◆ **TESTO DA LEGGERE**
<<<<
Ancora una volta i protagonisti erano due nostri compagni, Max Sedlmayer e Karl Mehringer, che avevano osato ciò che sembrava impossibile. Conoscevo Mehringer solo di sfuggita, e sapevo che Sedlmayer era un eccellente scalatore. Aveva compiuto, dopo di me, la terza salita al Sass Maor per la via Solleder. Purtroppo i due non avevano la minima esperienza di ghiaccio. Senza dubbio un buon scalatore può superare le difficoltà tecniche anche sul ghiaccio. Ma il pericolo è di tutt’altro genere, e per lo più passa del tutto inosservato agli alpinisti inesperti in quel campo. Sedlmayer e Mehringer avevano studiato accuratamente la parete prima di impegnarvisi, ma dovevano essersi notevolmente ingannati riguardo alle sue dimensioni.
La parete nord dell’Eiger ha un’altezza di 1800 metri. Ai suoi piedi si è troppo vicini per poter valutare, per esempio, se una fascia rocciosa si elevi solo per una lunghezza di corda o per 200 metri. Per questa illusione ottica i due avevano attaccato direttamente le prime rocce rotte e strapiombanti, immediatamente sopra lo zoccolo basale della parete, fatto che causò sperpero di tempo e d’energia. Ben presto dovettero rendersi conto che non avrebbero potuto superare quel primo bastione prima del calare della notte, perciò ridiscesero e bivaccarono sull’orlo superiore dello zoccolo.
>>>>
◆ **COMPITO BREVE A**
Secondo il testo sulla salita all'Eiger, quanto è alta la parete nord dell'Eiger?
◆ **COMPITO BREVE B**
Estrai dai record, senza alcuna modifica, le righe che vanno da quella contenente "Shot-chart audit: point to every instance of the grass" fino alla fine dei record, estremi compresi. Lascia fuori dalla risposta le immagini.

◆ **DATI IN INGRESSO**
<<<<
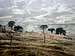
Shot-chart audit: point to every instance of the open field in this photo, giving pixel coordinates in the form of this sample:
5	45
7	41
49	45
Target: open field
26	44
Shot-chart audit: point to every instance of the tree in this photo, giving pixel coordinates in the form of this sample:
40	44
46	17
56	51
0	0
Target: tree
0	28
64	32
18	28
11	24
43	27
51	30
60	31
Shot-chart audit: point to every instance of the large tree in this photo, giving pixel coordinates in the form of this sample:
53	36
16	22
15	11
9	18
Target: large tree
43	27
18	28
11	24
51	30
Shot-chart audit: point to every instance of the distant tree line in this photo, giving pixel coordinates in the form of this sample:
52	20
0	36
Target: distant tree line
11	24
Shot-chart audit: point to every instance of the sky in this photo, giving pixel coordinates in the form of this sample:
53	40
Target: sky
33	12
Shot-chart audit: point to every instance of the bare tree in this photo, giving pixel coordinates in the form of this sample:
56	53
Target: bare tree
51	30
11	24
43	27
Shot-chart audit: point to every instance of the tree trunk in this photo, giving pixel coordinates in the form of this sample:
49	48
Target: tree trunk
44	35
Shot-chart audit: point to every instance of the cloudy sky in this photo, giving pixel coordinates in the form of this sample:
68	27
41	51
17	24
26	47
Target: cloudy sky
37	11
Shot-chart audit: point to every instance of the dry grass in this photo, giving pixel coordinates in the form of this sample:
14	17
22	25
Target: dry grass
33	46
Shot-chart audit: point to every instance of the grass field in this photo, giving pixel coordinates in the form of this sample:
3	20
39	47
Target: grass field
24	44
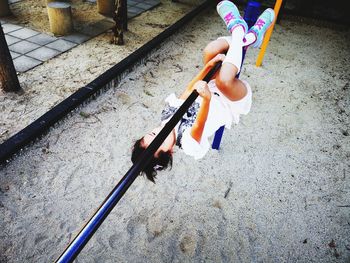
>>>>
◆ **RISPOSTA COMPLETA A**
1800 metri.

◆ **RISPOSTA COMPLETA B**
Shot-chart audit: point to every instance of the grass field in this photo, giving pixel coordinates in the form of this sample:
3	20
39	47
Target: grass field
24	44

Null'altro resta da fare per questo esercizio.